■ **Reading text**
5 ways to make your indoor herb garden produce more – and the one thing to never do

Look after your edible indoor garden and it will reward you with an abundant crop of aromatic leaves all year round

An indoor herb garden in full sun on a window sill
(Image credit: Getty)

An indoor herb garden is every chef's dream. In fact, being able to snip sprigs of your favorite herbs within arms reach of the oven (and maybe just a few extra steps) is an idyllic setup for all of us. But, in order for your herbs to produce abundant foliage that's flavorsome and aromatic, there are a few tricks you ought to know.

Whether you have a cottage-core kitchen or a modern minimalist one, the sight of healthy herb planters on a windowsill is one that's hard to beat. Not only does it offer a green leafy addition to your space, but it's a great way to start growing your own ingredients, too. Unfortunately though, for many of us, sparse plants with withering leaves are more often the reality. 

So, how do you keep your indoor herb garden healthy and prosperous? For plants that produce more leaves, experts have a few tricks up their sleeves that you'll certainly want to know about. Follow these six steps and you'll have a fruitful edible garden that promises delectable herbs all year round.

■ **Stated exercise 1**
Translate this sentence from the article on indoor herb gardens into Spanish: "An indoor herb garden is every chef's dream."

■ **Exercise materials**

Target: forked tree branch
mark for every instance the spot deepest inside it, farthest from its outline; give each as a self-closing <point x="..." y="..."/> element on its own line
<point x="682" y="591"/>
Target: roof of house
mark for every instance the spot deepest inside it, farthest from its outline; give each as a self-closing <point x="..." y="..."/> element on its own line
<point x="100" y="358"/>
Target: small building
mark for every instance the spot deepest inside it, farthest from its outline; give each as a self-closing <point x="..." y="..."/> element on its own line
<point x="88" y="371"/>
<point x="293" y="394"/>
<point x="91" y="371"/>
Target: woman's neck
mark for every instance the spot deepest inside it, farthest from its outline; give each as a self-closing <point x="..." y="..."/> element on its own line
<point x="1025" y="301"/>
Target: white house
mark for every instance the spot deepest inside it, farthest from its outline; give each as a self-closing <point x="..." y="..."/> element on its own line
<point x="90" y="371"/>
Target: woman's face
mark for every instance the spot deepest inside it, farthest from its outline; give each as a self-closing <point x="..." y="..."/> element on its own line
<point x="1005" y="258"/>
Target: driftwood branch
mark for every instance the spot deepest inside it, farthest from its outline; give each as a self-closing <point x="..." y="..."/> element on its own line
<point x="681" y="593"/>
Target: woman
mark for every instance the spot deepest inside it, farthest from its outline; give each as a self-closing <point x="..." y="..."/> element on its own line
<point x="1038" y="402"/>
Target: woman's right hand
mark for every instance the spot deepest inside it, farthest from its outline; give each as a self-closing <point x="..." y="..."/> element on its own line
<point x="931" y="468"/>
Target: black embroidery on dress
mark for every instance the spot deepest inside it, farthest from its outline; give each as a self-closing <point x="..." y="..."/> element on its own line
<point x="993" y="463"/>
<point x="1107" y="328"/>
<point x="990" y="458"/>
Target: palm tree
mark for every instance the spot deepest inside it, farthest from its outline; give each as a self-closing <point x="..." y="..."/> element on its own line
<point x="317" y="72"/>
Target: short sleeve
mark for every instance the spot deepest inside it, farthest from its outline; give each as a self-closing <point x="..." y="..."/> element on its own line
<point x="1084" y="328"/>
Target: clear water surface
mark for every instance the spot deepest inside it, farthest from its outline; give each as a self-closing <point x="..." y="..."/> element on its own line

■ **Stated exercise 2**
Retype everything in the records from the line containing "Target: short sleeve" down to the end of the records, including both ends, with no changes.

■ **Expected output 1**
Un huerto de hierbas en interior es el sueño de todo chef.

■ **Expected output 2**
Target: short sleeve
mark for every instance the spot deepest inside it, farthest from its outline; give each as a self-closing <point x="..." y="..."/> element on its own line
<point x="1084" y="328"/>
Target: clear water surface
mark for every instance the spot deepest inside it, farthest from its outline; give each as a self-closing <point x="..." y="..."/> element on its own line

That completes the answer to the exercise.